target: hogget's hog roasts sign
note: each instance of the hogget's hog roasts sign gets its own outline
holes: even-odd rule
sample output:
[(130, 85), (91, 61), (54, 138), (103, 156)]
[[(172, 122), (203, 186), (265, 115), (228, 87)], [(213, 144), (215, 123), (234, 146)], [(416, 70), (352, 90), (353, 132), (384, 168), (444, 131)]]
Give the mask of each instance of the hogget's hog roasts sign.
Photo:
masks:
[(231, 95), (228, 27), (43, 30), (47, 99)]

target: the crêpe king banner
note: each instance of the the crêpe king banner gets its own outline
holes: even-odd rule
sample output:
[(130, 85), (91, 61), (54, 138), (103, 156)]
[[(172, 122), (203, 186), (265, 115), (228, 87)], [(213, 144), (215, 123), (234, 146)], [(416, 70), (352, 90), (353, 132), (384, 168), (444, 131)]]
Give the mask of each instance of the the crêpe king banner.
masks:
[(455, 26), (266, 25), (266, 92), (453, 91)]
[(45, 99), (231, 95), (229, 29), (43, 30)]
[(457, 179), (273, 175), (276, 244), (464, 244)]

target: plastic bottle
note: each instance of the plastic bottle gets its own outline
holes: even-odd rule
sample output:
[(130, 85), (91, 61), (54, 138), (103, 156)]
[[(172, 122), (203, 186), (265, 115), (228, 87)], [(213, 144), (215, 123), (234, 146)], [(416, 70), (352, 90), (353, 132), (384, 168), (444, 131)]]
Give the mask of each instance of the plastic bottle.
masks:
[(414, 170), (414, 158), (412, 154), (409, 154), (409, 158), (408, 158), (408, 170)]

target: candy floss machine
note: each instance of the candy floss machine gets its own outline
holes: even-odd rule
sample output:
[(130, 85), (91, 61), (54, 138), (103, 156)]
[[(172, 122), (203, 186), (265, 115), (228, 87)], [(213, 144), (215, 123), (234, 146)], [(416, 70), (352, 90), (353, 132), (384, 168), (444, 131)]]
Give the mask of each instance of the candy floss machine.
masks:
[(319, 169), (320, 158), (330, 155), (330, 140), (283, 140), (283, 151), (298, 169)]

━━━━

Short exercise — Render every line of the data above as a Markdown table with the columns "No." and "Entry", numbering the rows in order and omitting blank lines.

Exercise output —
| No. | Entry |
|---|---|
| 1 | target: hogget's hog roasts sign |
| 2 | note: each instance of the hogget's hog roasts sign gets its own outline |
| 3 | holes: even-odd rule |
| 4 | sample output: |
| 5 | [(130, 85), (91, 61), (54, 138), (103, 156)] |
| 6 | [[(172, 122), (203, 186), (265, 115), (228, 87)], [(213, 144), (215, 123), (234, 146)], [(416, 70), (352, 90), (353, 132), (384, 168), (444, 131)]] |
| 7 | Give the mask of each instance of the hogget's hog roasts sign. |
| 8 | Photo: |
| 9 | masks: |
| 10 | [(231, 95), (228, 27), (43, 30), (47, 99)] |
| 11 | target: the crêpe king banner |
| 12 | note: each instance of the the crêpe king banner gets its own outline |
| 13 | holes: even-odd rule |
| 14 | sample output: |
| 15 | [(130, 85), (91, 61), (54, 138), (103, 156)] |
| 16 | [[(172, 122), (203, 186), (265, 115), (228, 87)], [(213, 144), (215, 123), (234, 146)], [(416, 70), (352, 90), (353, 132), (384, 168), (444, 131)]] |
| 17 | Give the mask of each instance of the the crêpe king banner. |
| 18 | masks: |
| 19 | [(455, 26), (266, 25), (266, 92), (453, 91)] |
| 20 | [(45, 99), (231, 95), (229, 29), (43, 30)] |
| 21 | [(457, 179), (273, 175), (276, 244), (464, 244)] |
| 22 | target: plastic bottle |
| 23 | note: each instance of the plastic bottle gets its own outline |
| 24 | holes: even-odd rule |
| 25 | sample output: |
| 26 | [(130, 85), (91, 61), (54, 138), (103, 156)] |
| 27 | [[(172, 122), (203, 186), (265, 115), (228, 87)], [(213, 144), (215, 123), (234, 146)], [(416, 70), (352, 90), (353, 132), (384, 168), (444, 131)]] |
| 28 | Give the mask of each instance of the plastic bottle. |
| 29 | masks: |
| 30 | [(414, 170), (414, 158), (412, 154), (409, 154), (409, 158), (408, 158), (408, 170)] |
| 31 | target: candy floss machine |
| 32 | note: each instance of the candy floss machine gets its own outline |
| 33 | holes: even-odd rule |
| 34 | sample output: |
| 35 | [(130, 85), (91, 61), (54, 138), (103, 156)] |
| 36 | [[(172, 122), (203, 186), (265, 115), (228, 87)], [(213, 144), (215, 123), (234, 146)], [(416, 70), (352, 90), (353, 132), (384, 168), (444, 131)]] |
| 37 | Give the mask of each instance of the candy floss machine. |
| 38 | masks: |
| 39 | [(319, 169), (320, 158), (330, 155), (330, 140), (283, 140), (283, 151), (298, 169)] |